기록된 데이터 —
-------------------------

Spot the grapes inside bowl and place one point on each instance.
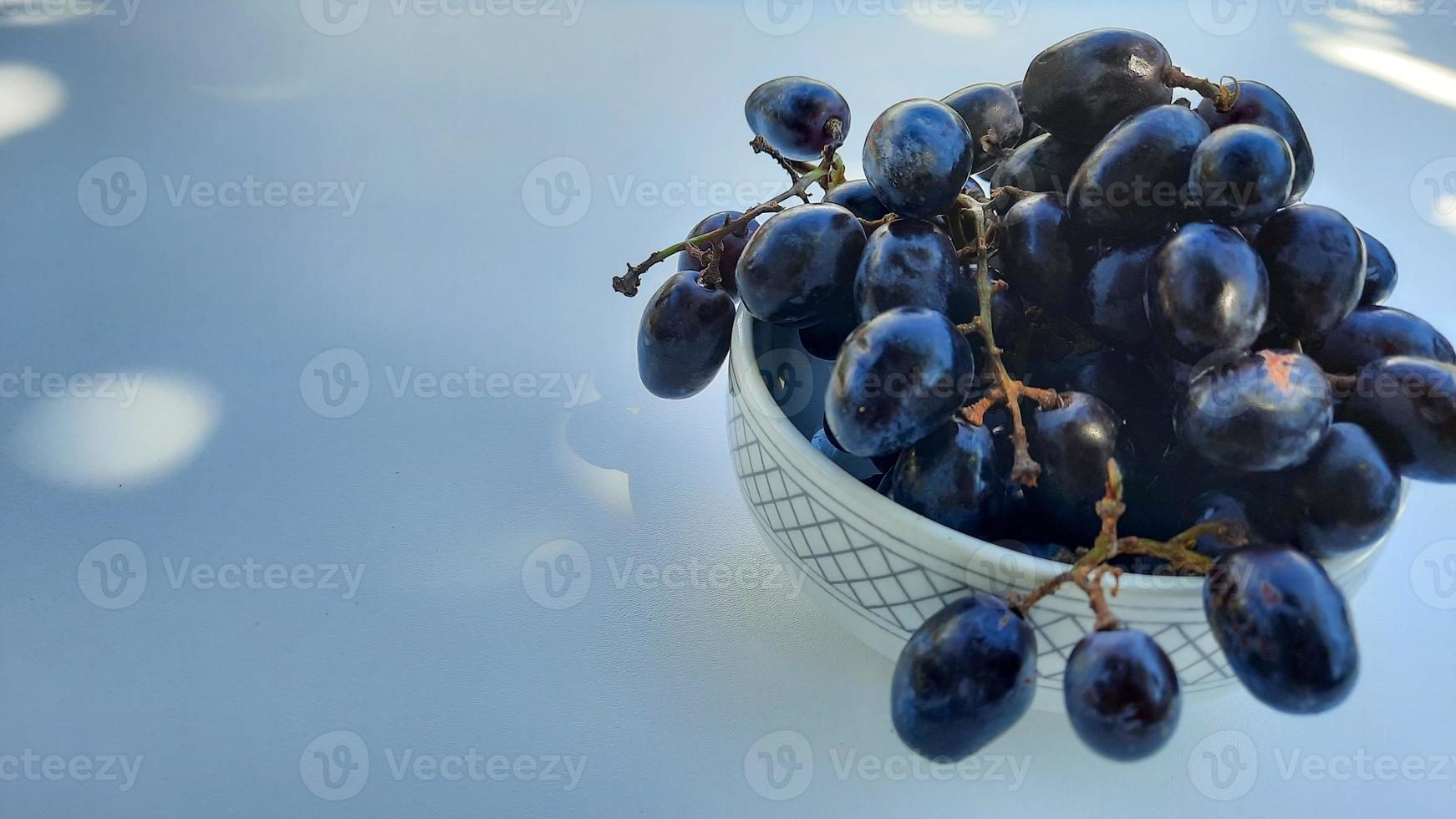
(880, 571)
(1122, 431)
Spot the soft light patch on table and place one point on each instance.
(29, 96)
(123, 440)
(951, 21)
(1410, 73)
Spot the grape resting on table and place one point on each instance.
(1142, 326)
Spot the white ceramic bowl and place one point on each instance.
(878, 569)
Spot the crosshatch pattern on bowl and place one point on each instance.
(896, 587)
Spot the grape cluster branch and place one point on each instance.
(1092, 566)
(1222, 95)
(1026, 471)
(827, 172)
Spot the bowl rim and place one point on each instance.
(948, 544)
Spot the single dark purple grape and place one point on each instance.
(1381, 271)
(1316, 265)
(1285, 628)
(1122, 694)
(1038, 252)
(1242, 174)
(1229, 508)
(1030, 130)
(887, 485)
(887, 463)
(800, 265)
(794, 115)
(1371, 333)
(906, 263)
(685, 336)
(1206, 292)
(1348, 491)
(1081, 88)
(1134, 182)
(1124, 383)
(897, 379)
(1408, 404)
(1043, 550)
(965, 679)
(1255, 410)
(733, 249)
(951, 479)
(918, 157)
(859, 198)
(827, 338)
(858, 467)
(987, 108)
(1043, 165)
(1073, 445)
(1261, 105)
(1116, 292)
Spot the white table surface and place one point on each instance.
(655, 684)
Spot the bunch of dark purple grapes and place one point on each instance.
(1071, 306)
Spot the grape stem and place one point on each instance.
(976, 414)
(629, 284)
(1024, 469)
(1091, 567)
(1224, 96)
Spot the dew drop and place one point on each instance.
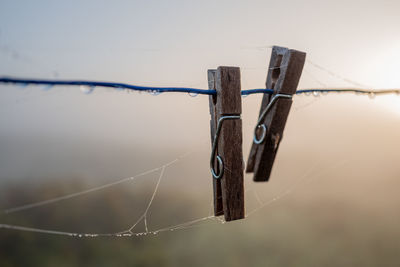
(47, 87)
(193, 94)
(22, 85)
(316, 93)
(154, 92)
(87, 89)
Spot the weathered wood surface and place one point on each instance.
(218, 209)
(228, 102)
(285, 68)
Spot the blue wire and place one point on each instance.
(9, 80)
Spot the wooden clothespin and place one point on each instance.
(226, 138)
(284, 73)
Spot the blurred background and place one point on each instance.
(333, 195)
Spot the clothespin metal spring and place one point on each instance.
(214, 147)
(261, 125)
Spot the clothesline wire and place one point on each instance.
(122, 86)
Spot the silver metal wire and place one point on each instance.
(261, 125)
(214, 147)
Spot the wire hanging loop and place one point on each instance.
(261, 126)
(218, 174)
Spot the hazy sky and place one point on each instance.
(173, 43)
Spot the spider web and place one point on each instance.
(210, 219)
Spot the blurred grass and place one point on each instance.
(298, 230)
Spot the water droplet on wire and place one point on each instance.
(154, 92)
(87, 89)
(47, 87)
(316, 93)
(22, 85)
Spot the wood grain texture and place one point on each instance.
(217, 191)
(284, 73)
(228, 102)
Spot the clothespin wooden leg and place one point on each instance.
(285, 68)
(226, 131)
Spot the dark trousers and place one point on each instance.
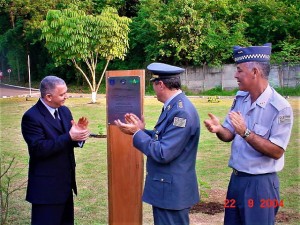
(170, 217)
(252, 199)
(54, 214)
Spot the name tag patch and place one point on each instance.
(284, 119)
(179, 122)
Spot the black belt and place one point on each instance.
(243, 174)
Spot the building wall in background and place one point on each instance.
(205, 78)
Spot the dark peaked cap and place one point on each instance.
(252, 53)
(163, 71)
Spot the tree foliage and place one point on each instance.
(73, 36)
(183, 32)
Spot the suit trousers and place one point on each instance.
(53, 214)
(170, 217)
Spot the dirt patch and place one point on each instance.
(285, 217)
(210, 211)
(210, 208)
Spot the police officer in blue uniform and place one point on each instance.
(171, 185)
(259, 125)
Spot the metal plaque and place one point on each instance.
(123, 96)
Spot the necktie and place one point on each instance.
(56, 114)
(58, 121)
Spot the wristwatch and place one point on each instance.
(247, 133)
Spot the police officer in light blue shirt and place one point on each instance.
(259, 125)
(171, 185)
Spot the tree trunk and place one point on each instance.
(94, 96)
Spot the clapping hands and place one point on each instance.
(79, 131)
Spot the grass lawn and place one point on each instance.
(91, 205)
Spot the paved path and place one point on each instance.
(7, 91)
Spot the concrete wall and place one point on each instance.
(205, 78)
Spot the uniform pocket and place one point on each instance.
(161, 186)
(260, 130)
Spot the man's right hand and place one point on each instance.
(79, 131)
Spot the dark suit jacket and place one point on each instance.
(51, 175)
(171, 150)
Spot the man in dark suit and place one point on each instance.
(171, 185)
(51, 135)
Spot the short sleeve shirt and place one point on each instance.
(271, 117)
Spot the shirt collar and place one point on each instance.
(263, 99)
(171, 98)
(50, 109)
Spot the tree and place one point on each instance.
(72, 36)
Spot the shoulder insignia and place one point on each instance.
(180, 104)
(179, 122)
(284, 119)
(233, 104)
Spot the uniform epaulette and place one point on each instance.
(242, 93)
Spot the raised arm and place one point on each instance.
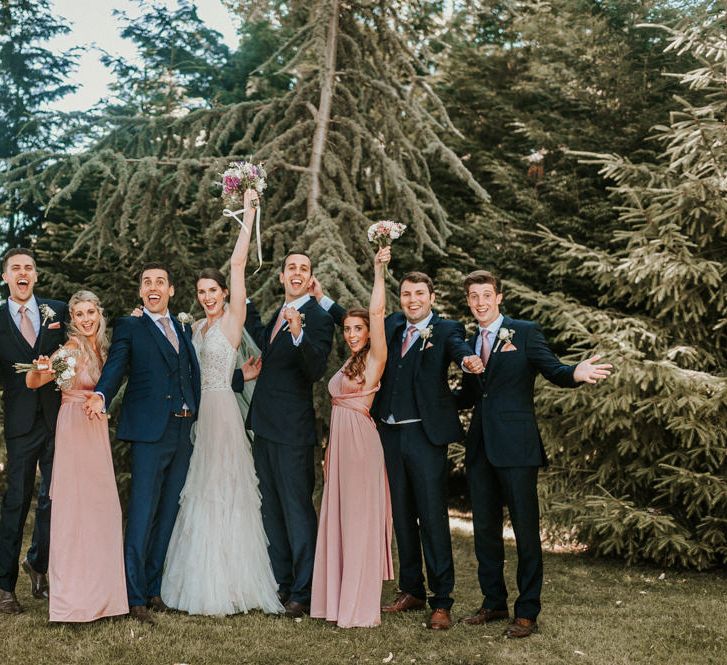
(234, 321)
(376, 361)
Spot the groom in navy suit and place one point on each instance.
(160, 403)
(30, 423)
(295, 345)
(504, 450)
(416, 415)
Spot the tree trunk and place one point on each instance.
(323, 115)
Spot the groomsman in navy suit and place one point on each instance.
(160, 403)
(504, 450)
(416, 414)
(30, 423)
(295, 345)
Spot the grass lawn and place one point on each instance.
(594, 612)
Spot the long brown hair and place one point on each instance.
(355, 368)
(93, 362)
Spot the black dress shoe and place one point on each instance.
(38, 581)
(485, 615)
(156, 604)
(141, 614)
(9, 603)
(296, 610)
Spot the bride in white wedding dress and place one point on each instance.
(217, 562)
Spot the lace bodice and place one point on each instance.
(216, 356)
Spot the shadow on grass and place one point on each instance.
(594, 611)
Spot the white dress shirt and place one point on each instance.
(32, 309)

-------------------------

과제 목표 — 위 데이터 전체에서 "place one point on each instance" 문구를 "mark every instance with one point" 문구로 치환하고 나머지는 그대로 두어 다시 작성하라. 그림은 결과에 포함하지 않는다.

정답 풀이 —
Spot the grapes inside bowl and mark every instance with one point.
(880, 571)
(1122, 431)
Spot the soft light patch on table and mark every instance with one point.
(29, 96)
(123, 440)
(951, 21)
(1410, 73)
Spot the grape resting on table and mark every instance with one point.
(1142, 326)
Spot the white ceramic bowl and mark every instance with one point.
(878, 569)
Spot the crosshatch pattern on bowl and mark every instance with one point.
(896, 587)
Spot the grape cluster branch and mark every instance with one point.
(1092, 566)
(1222, 95)
(1026, 471)
(827, 172)
Spot the bowl rim and mark every instance with one point.
(948, 544)
Spot the single dark purple grape and mark every instance with one point.
(1381, 271)
(1316, 265)
(1285, 628)
(1122, 694)
(1038, 252)
(1242, 174)
(1229, 508)
(1030, 130)
(887, 485)
(887, 463)
(800, 265)
(794, 115)
(1371, 333)
(906, 263)
(685, 336)
(1206, 292)
(1348, 491)
(1081, 88)
(1134, 182)
(1124, 383)
(897, 379)
(1408, 404)
(1043, 550)
(965, 679)
(1255, 410)
(733, 249)
(951, 479)
(918, 157)
(859, 198)
(827, 338)
(858, 467)
(987, 108)
(1043, 165)
(1073, 445)
(1261, 105)
(1116, 292)
Spot the white table surface and mark every instance with one point.
(655, 684)
Spot the bunch of dark purple grapes and mark every instance with one point.
(1071, 306)
Spot the grape stem and mark every instance with one point.
(976, 414)
(629, 284)
(1024, 469)
(1091, 567)
(1224, 96)
Spot the dew drop and mark every instance with one point.
(47, 87)
(193, 94)
(22, 85)
(316, 93)
(154, 92)
(87, 89)
Spot the weathered wood surface and mark every instance with one point.
(218, 209)
(228, 102)
(285, 68)
Spot the blue wire and mark every instance with one point.
(9, 80)
Spot the wooden clothespin and mark every instance with one point.
(226, 138)
(284, 73)
Spot the blurred background and mark every instance with one point.
(333, 195)
Spot the clothespin metal spring and mark every instance with one point.
(214, 147)
(261, 125)
Spot the clothesline wire and mark every instance with one point.
(122, 86)
Spot the silver metal wire and mark every instance with one point.
(261, 125)
(214, 147)
Spot the wire hanging loop and mark every instance with one point.
(261, 126)
(218, 174)
Spot the hazy sky and mark every instance with one point.
(173, 43)
Spot the spider web and mark every instance with one point.
(210, 219)
Spot the blurred grass and mark every instance with one point.
(298, 230)
Spot the water droplet on wire and mark every instance with one point.
(154, 92)
(87, 89)
(47, 87)
(316, 93)
(22, 85)
Spot the wood grain texture and mark every instance with one point.
(217, 191)
(284, 73)
(228, 102)
Spot the clothespin wooden leg and mark every instance with one point.
(285, 68)
(226, 131)
Spot the dark trousers and mark every instance with one point.
(170, 217)
(252, 199)
(54, 214)
Spot the name tag patch and mark every instance with one point.
(284, 119)
(179, 122)
Spot the black belt and mark every instance with one point.
(243, 174)
Spot the building wall in background and mark every instance with one point.
(205, 78)
Spot the dark peaked cap and mark every instance with one point.
(252, 53)
(163, 71)
Spot the tree foliage and mark every instance with one point.
(73, 36)
(183, 32)
Spot the suit trousers and mark every instance with one point.
(53, 214)
(170, 217)
Spot the dirt patch and mark every instance with one point.
(285, 217)
(210, 211)
(210, 208)
Spot the police officer in blue uniform and mark every instance with one point.
(171, 185)
(259, 125)
Spot the metal plaque and mark every instance with one point.
(123, 96)
Spot the necktie and mark every instance with one point.
(56, 114)
(58, 121)
Spot the wristwatch and mark every instance with one point.
(247, 133)
Spot the police officer in light blue shirt and mark every instance with one point.
(259, 125)
(171, 185)
Spot the tree trunk and mark every instance with one point.
(94, 96)
Spot the clapping hands and mark every instance with one point.
(79, 131)
Spot the grass lawn and mark every instance with one point.
(91, 205)
Spot the paved path and mark every instance with one point.
(7, 91)
Spot the concrete wall and mark every instance with one point.
(205, 78)
Spot the uniform pocket and mark every instance with one point.
(161, 186)
(260, 130)
Spot the man's right hand and mark every instance with one point.
(79, 131)
Spot the dark suit jacket and mark every instance with one point.
(51, 175)
(171, 150)
Spot the man in dark suit and mark every instance with one point.
(171, 185)
(51, 135)
Spot the short sleeve shirt and mark every instance with one point.
(271, 117)
Spot the shirt collar and mark every instance with one point.
(263, 99)
(171, 98)
(50, 109)
Spot the tree and mark every instance with one point.
(72, 36)
Spot the shoulder insignia and mark every instance with one point.
(180, 104)
(179, 122)
(284, 119)
(233, 104)
Spot the uniform epaulette and mark every instance with one point.
(242, 93)
Spot the raised arm and mark every instance with one point.
(234, 321)
(376, 361)
Spot the groom in navy suit and mark every instance with one point.
(160, 403)
(30, 423)
(295, 345)
(504, 450)
(416, 415)
Spot the tree trunk and mark every instance with one point.
(323, 115)
Spot the groomsman in navy suit and mark every instance with one point.
(160, 403)
(504, 450)
(416, 414)
(30, 423)
(295, 345)
Spot the grass lawn and mark every instance with one point.
(594, 612)
Spot the long brown hair and mark every instance with one point.
(355, 368)
(93, 362)
Spot the black dress shoe and mark every instance with one point.
(38, 581)
(485, 615)
(156, 604)
(141, 614)
(9, 603)
(296, 610)
Spot the bride in white wedding dress and mark every instance with one point.
(217, 562)
Spot the lace bodice and mark every instance with one point.
(216, 356)
Spot the shadow on grass and mark every instance with one point.
(594, 611)
Spot the white dress shirt and mark every instance with one point.
(32, 309)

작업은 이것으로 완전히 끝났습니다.